● **Given task**
All of the material below is to be repeated exactly.
>> BEGIN
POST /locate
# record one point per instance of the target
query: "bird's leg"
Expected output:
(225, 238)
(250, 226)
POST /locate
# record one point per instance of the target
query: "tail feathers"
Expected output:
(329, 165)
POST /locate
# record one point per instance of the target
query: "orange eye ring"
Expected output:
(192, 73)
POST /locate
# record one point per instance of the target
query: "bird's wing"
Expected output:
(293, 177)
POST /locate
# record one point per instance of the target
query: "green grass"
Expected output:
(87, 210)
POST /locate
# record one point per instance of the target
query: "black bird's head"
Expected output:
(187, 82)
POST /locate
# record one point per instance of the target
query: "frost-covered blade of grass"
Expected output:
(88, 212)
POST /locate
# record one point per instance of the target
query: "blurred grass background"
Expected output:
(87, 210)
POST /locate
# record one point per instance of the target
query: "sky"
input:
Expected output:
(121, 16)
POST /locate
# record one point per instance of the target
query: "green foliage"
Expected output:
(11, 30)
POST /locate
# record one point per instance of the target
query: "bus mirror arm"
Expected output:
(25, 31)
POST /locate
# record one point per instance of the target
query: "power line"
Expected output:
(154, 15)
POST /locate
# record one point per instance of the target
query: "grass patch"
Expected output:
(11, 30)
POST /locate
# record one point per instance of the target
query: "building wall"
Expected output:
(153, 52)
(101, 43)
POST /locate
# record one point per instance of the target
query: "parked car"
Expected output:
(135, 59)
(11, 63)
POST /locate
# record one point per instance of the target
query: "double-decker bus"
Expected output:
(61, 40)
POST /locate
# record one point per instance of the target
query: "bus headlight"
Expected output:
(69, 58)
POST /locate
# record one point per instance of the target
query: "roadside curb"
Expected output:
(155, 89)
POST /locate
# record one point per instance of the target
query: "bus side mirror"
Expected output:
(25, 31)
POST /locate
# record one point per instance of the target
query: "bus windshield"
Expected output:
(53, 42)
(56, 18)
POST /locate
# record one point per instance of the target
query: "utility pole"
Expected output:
>> END
● **Result of this task**
POST /locate
# record one point per instance of the target
query: "bird's leg"
Expected output:
(225, 238)
(250, 226)
POST /locate
# record one point per instance of the target
query: "tail feathers"
Expected output:
(329, 165)
POST /locate
# record one point per instance of the target
query: "orange eye ring"
Expected output:
(192, 73)
POST /locate
# record one point per instance of the target
query: "bird's wing"
Expected output:
(293, 177)
POST /locate
# record one point per instance of the target
query: "green grass"
Expected output:
(87, 210)
POST /locate
# record one point per instance of the target
query: "black bird's head"
Expected output:
(187, 82)
POST /locate
# record one point per instance of the target
query: "frost-covered blade of grass"
Expected output:
(88, 212)
POST /locate
# record one point per instance of the target
query: "blurred grass background"
Expected output:
(87, 210)
POST /locate
# record one point per instance of the target
query: "sky"
input:
Expected output:
(121, 16)
POST /locate
# record one point per instance of the target
query: "green foliage"
Expected output:
(11, 30)
POST /locate
# record one point per instance of the target
query: "bus mirror arm"
Expected output:
(25, 31)
POST /locate
# record one point per instance of the target
query: "power line"
Expected output:
(154, 15)
POST /locate
# record one point per instance of the target
query: "grass patch"
Expected output:
(11, 30)
POST /locate
# record one point per instance of the target
query: "building wall"
Expected output:
(153, 52)
(101, 43)
POST /locate
# record one point per instance of the target
query: "parked car"
Expected output:
(135, 59)
(11, 63)
POST /locate
# record one point per instance of the target
query: "double-decker bus"
Expected output:
(61, 40)
POST /locate
# record one point per instance of the target
query: "bus headlight"
Expected output:
(69, 58)
POST /locate
# record one point per instance of the target
query: "roadside curb"
Expected output:
(155, 89)
POST /locate
# record one point per instance of the target
query: "bus side mirror"
Expected output:
(25, 31)
POST /locate
# record one point per instance of the target
query: "bus windshield"
Expected output:
(53, 42)
(56, 18)
POST /locate
# record one point per instance of the target
query: "utility pole"
Expected output:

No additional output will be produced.